> EXERCISE SET:
**A.** Answer these questions using the text on model-dependent realism below:
(i) Who coined the term "model-dependent realism," and in what book and year?
(ii) What three things make up a world picture?
(iii) To what does the text compare overlapping theories that predict the same phenomena?
**B.** Decide whether each statement agrees with the text on model-dependent realism below:
(i) A world picture must be unique.
(ii) Hawking and Mlodinow have a definitive answer about whether an ultimate theory of the universe will be found.
(iii) Where several models describe the same phenomena, none is preferable to the others within their domain of overlap.

= Model-dependent realism =

View of scientific inquiry that focuses on the role of scientific models of phenomena

Model-dependent realism is a view of scientific inquiry that focuses on the role of scientific models of phenomena. It claims reality should be interpreted based upon these models, and where several models overlap in describing a particular subject, multiple, equally valid, realities exist. It claims that it is meaningless to talk about the "true reality" of a model as we can never be absolutely certain of anything. The only meaningful thing is the usefulness of the model. The term "model-dependent realism" was coined by Stephen Hawking and Leonard Mlodinow in their 2010 book The Grand Design.

==Overview==
Model-dependent realism asserts that all we can know about "reality" consists of networks of world pictures that explain observations by connecting them by rules to concepts defined in models. Will an ultimate theory of everything be found? Hawking and Mlodinow suggest it is unclear:

In the history of science we have discovered a sequence of better and better theories or models, from Plato to the classical theory of Newton to modern quantum theories. It is natural to ask: Will this sequence eventually reach an end point, an ultimate theory of the universe, that will include all forces and predict every observation we can make, or will we continue forever finding better theories, but never one that cannot be improved upon? We do not yet have a definitive answer to this question...
— Stephen Hawking & Leonard Mlodinow, The Grand Design, p. 8

A world picture consists of the combination of a set of observations accompanied by a conceptual model and by rules connecting the model concepts to the observations. Different world pictures that describe particular data equally well all have equal claims to be valid. There is no requirement that a world picture be unique, or even that the data selected include all available observations. The universe of all observations at present is covered by a network of overlapping world pictures and, where overlap occurs; multiple, equally valid, world pictures exist. At present, science requires multiple models to encompass existing observations:

Like the overlapping maps in a Mercator projection, where the ranges of different versions overlap, they predict the same phenomena. But just as there is no flat map that is a good representation of the earth's entire surface, there is no single theory that is a good representation of observations in all situations
— Stephen Hawking & Leonard Mlodinow, The Grand Design, p. 9
 Where several models are found for the same phenomena, no single model is preferable to the others within that domain of overlap.

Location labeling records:
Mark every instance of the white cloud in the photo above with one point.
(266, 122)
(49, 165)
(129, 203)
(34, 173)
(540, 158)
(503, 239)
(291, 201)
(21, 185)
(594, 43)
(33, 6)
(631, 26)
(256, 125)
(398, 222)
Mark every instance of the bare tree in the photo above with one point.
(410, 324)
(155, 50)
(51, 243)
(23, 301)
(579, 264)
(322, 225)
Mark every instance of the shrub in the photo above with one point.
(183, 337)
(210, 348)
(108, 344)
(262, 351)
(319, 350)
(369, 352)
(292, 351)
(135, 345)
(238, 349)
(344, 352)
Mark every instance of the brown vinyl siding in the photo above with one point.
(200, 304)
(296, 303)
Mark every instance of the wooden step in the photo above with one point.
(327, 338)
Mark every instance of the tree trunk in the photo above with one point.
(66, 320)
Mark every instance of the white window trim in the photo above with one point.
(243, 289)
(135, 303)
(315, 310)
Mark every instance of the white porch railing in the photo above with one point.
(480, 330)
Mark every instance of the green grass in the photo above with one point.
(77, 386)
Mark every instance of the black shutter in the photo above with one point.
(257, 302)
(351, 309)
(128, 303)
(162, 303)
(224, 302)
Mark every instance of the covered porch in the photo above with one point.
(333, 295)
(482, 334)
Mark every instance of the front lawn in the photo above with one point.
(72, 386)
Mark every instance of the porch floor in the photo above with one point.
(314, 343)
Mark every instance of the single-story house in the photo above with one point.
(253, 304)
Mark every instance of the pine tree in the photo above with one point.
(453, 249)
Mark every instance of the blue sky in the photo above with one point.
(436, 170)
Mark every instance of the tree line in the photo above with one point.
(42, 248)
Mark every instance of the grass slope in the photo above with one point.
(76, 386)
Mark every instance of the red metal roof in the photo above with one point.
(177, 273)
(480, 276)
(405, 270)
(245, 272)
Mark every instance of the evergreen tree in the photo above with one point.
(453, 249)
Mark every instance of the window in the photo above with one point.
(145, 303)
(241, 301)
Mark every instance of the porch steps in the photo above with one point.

> TASK ANSWERS:
**A.**
(i) Stephen Hawking and Leonard Mlodinow coined it in their 2010 book The Grand Design.
(ii) A world picture is a set of observations, a conceptual model, and rules connecting the model concepts to the observations.
(iii) The text compares them to the overlapping maps in a Mercator projection.

**B.**
(i) No: "There is no requirement that a world picture be unique"
(ii) No: "We do not yet have a definitive answer to this question"
(iii) Yes: "no single model is preferable to the others within that domain of overlap"